- _Exercise brief_: Please copy all of the data below line for line, without any changes, and leave the pictures out.

- _Records supplied_:
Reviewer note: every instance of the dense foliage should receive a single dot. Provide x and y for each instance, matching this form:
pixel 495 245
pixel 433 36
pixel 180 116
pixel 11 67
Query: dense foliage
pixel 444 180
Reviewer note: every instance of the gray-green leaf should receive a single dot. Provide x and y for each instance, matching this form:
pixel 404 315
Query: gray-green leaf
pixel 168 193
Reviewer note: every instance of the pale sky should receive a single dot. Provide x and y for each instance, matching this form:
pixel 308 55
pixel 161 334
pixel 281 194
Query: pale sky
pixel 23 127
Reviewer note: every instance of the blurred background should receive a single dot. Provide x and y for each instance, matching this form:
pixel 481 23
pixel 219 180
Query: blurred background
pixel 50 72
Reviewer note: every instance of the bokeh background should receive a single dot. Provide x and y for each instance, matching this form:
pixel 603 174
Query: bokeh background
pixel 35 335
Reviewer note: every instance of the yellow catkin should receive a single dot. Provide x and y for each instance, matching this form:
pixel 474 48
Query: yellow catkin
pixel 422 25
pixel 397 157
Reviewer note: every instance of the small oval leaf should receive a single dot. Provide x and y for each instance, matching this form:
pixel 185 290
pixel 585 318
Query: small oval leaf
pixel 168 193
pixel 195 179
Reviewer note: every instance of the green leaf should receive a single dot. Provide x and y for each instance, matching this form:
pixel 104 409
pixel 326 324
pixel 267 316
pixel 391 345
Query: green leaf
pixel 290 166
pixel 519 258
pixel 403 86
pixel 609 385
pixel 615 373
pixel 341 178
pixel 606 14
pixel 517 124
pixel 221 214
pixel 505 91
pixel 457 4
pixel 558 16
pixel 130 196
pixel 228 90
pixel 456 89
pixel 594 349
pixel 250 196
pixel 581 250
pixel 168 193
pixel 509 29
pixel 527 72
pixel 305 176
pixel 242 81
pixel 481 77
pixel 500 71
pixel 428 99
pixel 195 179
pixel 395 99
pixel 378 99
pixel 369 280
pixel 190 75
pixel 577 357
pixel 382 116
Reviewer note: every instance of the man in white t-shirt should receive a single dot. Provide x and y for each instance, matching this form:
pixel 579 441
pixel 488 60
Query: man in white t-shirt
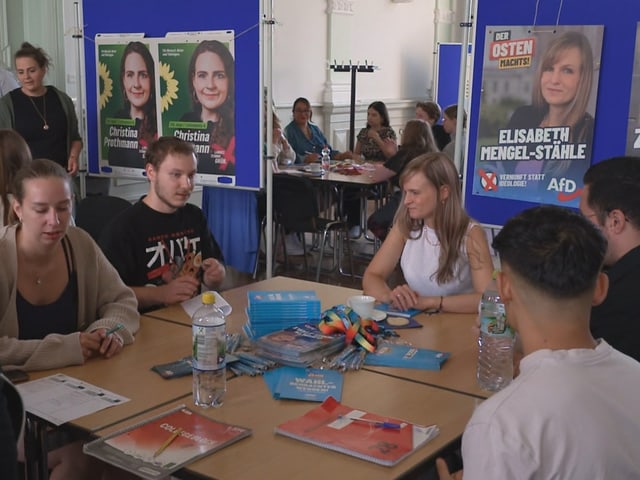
pixel 573 411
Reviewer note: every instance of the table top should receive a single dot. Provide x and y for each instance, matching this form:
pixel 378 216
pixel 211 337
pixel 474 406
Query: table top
pixel 448 332
pixel 129 373
pixel 332 177
pixel 267 455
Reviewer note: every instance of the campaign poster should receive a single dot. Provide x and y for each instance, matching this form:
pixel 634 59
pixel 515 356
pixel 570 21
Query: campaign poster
pixel 127 103
pixel 197 99
pixel 537 111
pixel 633 129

- _Exercise solution_:
Reviewer note: every instance of the dense foliage should receive a single dot. Provide x and y for each instance, matching this form:
pixel 495 245
pixel 433 36
pixel 180 116
pixel 11 67
Query: dense foliage
pixel 444 180
Reviewer note: every instance of the gray-green leaf should receive a single dot. Provide x and y for each instance, matching this form:
pixel 404 315
Query: gray-green leaf
pixel 168 193
Reviewer note: every instance of the pale sky should receive a single dot. Provide x and y for each instance, matching this form:
pixel 308 55
pixel 161 334
pixel 281 194
Query: pale sky
pixel 23 127
Reviewer note: every instance of the blurred background should receive a single dot. Provide x and y for each instance, matching this form:
pixel 481 23
pixel 219 180
Query: blurred background
pixel 50 72
Reviewer note: every instance of the bokeh background should receive a single dot. Provide x and y for each instance, matching this form:
pixel 603 174
Query: bokeh background
pixel 35 335
Reviewer note: every instance of the yellow catkin should receive a single dot. Provide x and y for each instance, matching this form:
pixel 474 48
Query: yellow catkin
pixel 422 25
pixel 397 157
Reviewer note: every instance of the small oval leaf should receive a single dot. Provide x and y for each instance, matching this form:
pixel 185 290
pixel 585 318
Query: small oval leaf
pixel 168 193
pixel 195 179
Reviewer note: every instance of the green leaf should receive a single dot. Provide x and y for each instance, matching this form:
pixel 104 409
pixel 326 324
pixel 267 316
pixel 391 345
Query: green leaf
pixel 290 166
pixel 519 258
pixel 403 86
pixel 609 385
pixel 615 373
pixel 341 178
pixel 606 14
pixel 517 124
pixel 221 214
pixel 505 91
pixel 457 4
pixel 558 16
pixel 130 196
pixel 228 90
pixel 456 89
pixel 594 349
pixel 250 196
pixel 581 250
pixel 168 193
pixel 509 29
pixel 527 72
pixel 305 176
pixel 242 81
pixel 481 77
pixel 500 71
pixel 428 99
pixel 195 179
pixel 395 99
pixel 378 99
pixel 369 280
pixel 190 75
pixel 577 357
pixel 382 116
Reviewer note: every instance of the man in white t-shirt should receive a single dot. Provide x and y for each instance, matching this form:
pixel 579 441
pixel 488 60
Query: man in white t-shirt
pixel 573 411
Reviewer note: every instance of the table top should receive a single dot. Provide x and y for each instance, matching this form:
pixel 378 216
pixel 211 337
pixel 474 406
Query: table top
pixel 448 332
pixel 129 373
pixel 332 177
pixel 267 455
Reviewer note: every instance of the campaign poster should receive a single dot. Provide x and y for each instance, matching this form:
pixel 634 59
pixel 515 356
pixel 570 21
Query: campaign poster
pixel 127 103
pixel 197 99
pixel 537 111
pixel 633 129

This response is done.